### Stored data entries
----------------

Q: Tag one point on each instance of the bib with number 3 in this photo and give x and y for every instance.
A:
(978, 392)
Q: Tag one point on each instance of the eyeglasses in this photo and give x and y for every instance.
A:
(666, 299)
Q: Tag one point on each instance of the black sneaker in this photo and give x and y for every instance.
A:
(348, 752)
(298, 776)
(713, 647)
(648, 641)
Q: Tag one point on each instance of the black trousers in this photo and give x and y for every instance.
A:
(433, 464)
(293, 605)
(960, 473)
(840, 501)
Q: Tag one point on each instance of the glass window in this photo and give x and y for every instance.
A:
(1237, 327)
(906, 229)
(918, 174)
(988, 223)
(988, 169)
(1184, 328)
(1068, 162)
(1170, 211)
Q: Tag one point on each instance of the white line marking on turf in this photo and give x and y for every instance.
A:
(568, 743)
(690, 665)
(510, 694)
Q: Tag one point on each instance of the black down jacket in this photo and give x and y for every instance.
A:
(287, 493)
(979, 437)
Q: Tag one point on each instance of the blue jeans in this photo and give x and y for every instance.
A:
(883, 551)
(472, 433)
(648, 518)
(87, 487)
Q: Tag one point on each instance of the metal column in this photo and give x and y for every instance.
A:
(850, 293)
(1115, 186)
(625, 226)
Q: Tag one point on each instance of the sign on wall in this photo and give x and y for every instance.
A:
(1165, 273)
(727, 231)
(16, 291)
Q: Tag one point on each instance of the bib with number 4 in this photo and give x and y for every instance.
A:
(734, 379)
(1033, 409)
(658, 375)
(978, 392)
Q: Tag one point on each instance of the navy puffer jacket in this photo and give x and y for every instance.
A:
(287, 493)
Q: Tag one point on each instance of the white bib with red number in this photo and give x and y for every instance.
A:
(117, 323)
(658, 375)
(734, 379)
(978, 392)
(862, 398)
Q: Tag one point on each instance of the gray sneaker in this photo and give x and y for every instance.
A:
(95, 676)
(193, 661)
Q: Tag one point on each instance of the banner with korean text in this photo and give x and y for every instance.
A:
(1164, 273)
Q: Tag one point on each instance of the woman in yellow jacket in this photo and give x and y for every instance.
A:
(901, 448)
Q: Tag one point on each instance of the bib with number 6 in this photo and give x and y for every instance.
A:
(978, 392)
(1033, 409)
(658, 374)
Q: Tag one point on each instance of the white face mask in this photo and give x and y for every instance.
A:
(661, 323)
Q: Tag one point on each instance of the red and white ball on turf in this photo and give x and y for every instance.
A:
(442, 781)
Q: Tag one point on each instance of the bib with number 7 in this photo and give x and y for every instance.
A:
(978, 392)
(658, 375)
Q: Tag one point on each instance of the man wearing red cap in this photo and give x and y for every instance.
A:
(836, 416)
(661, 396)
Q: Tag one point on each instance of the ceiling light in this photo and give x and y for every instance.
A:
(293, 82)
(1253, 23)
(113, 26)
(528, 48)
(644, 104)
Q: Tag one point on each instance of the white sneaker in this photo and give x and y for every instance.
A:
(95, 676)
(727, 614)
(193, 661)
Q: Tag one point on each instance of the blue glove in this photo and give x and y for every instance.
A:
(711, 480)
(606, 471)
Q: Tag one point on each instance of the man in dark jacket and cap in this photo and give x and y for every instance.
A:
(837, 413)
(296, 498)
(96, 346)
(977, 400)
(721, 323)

----------------

### EXERCISE OBJECTIVE
Retype the records in their entirety, matching each one exactly.

### ANSWER BOX
Q: Tag one point on each instance of the bib with number 3 in this photo and give x and y for every instance.
A:
(978, 392)
Q: Tag one point on each instance of the eyeglasses in this photo and give x and y for every instance.
A:
(666, 299)
Q: Tag one point on each instance of the black sneaker in this photo and give x and y for every instance.
A:
(348, 752)
(298, 776)
(713, 647)
(648, 641)
Q: Tag one point on each instance of the black trousers in this photo and give x and y for every instance.
A:
(433, 464)
(293, 605)
(960, 473)
(840, 501)
Q: Tag one point on each instance of the glass window in this photo and give x and y for every instance.
A:
(1237, 327)
(906, 229)
(918, 174)
(988, 223)
(988, 169)
(1184, 328)
(1068, 162)
(1170, 211)
Q: Tag one point on each instance of the white line marking on turf in this photo and give x and y for every instance.
A:
(568, 743)
(690, 665)
(510, 694)
Q: Tag one point on each instance of the black down jacket in this photo and give x and y for every instance.
A:
(287, 493)
(979, 437)
Q: Tag one point on each instance of the blue jeans in this photo and give x and y for every instance.
A:
(883, 551)
(472, 433)
(648, 518)
(87, 487)
Q: Tag one point on each instance of the metal column in this photo and give x and y for every instance.
A:
(850, 293)
(1115, 186)
(625, 226)
Q: Tag one point on each instance of the sign on wall in this photo and give x and y for every instance.
A:
(1165, 273)
(727, 231)
(16, 291)
Q: Tag one point on each instance of the bib with number 4 in this photo and give x and y for every instance.
A:
(734, 379)
(1033, 409)
(658, 375)
(978, 392)
Q: Tag one point on each instance of the navy puffer jacket in this photo and give x and y for every instance.
A:
(287, 493)
Q: Tag one point on each instance of the white bib with red number in this photo and give x and y for every instance.
A:
(117, 323)
(658, 375)
(734, 379)
(978, 392)
(862, 398)
Q: Tag one point on each instance of the gray sneaker in this photo and give x and y for every instance.
A:
(95, 676)
(193, 661)
Q: Tag one point on each instance of the banner with korean text in this photo and give x and y for every instance.
A:
(1164, 273)
Q: Tag one point on each instance of the woman in yellow jacket in this photo and give x and y for every instance.
A:
(901, 448)
Q: Tag one point on each instance of the bib with number 6 in this photo and give x and y for every instance.
A:
(978, 392)
(1033, 409)
(658, 374)
Q: Tag one point on each instance of the white face mask in this photo and give x and y for every instance.
A:
(661, 323)
Q: Tag one point on each instance of the red and white ball on turf in this photo and give x and y for every instance.
A:
(442, 781)
Q: Tag one point on each instance of the bib with number 7 in this photo and give x and y for every instance.
A:
(978, 392)
(658, 375)
Q: Tag one point on each instance of the man wearing red cap in this photo and give x and y for every instance.
A:
(836, 416)
(661, 396)
Q: Tag one point on each instance of the ceiling light in this photo and give x and y for every instance.
A:
(293, 82)
(1253, 23)
(113, 26)
(528, 48)
(644, 104)
Q: Tag one point on each instance of the white sneaker in this photo and give x and y for every instance.
A:
(95, 676)
(727, 614)
(193, 661)
Q: Tag one point on each instance of the blue glove in this photo and give x and y for every instance.
A:
(711, 480)
(606, 471)
Q: Tag one point on each instance of the man in dark jacket and cap in this photo and give x and y for every instance.
A:
(837, 413)
(296, 498)
(96, 346)
(977, 400)
(721, 323)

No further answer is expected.